>> BEGIN Source material

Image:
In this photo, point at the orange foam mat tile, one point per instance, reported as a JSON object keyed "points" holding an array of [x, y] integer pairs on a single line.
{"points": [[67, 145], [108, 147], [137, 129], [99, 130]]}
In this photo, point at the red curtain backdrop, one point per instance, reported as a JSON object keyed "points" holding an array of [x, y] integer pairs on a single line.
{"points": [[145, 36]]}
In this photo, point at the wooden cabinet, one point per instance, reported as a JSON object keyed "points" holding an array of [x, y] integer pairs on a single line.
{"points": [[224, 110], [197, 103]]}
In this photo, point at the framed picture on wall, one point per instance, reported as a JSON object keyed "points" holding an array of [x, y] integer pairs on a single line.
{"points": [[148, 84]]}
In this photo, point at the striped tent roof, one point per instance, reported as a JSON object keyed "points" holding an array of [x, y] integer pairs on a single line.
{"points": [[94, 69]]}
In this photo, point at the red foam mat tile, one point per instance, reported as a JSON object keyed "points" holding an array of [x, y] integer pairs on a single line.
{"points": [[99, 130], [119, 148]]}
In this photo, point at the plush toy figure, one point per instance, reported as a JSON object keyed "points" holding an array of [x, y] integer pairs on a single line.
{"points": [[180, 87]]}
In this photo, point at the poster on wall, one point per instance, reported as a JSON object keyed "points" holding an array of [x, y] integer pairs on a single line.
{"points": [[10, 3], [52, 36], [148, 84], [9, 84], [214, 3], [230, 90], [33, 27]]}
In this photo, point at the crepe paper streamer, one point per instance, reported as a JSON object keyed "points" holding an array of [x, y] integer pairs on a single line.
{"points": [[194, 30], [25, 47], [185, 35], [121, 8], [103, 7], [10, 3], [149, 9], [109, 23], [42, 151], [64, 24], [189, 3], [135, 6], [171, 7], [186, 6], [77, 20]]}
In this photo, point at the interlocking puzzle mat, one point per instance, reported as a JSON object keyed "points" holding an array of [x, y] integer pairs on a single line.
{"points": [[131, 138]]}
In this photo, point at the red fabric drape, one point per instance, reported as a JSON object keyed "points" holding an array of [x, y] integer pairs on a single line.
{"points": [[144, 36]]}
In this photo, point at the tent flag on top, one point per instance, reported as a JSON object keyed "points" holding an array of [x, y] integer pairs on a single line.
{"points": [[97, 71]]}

>> END Source material

◆ **What you have to do**:
Can you rewrite the listing as a numbered list, from the line containing "In this photo, point at the crepe" through the end of the listing, with both of those ends included and any blank lines left out?

◆ **Answer to this problem**:
1. In this photo, point at the crepe paper streamer, one point per instance, reported as a JSON object keyed "points" holding an array of [x, y] integer pairs on a single line.
2. {"points": [[194, 30], [25, 47], [185, 35], [121, 8], [103, 7], [10, 3], [149, 9], [109, 23], [42, 151], [64, 24], [189, 3], [135, 6], [171, 7], [186, 6], [77, 20]]}
3. In this photo, point at the interlocking puzzle mat, one point per instance, reported as a JSON object keyed "points" holding an array of [x, y] integer pairs on a single line.
4. {"points": [[131, 138]]}
5. In this photo, point at the red fabric drape, one point per instance, reported as a JSON object keyed "points" holding an array of [x, y] integer pairs on a single line.
6. {"points": [[144, 36]]}
7. In this photo, point at the tent flag on top, one point per instance, reported as a JSON object keyed "points" holding an array of [x, y] integer pairs on a single line.
8. {"points": [[97, 71]]}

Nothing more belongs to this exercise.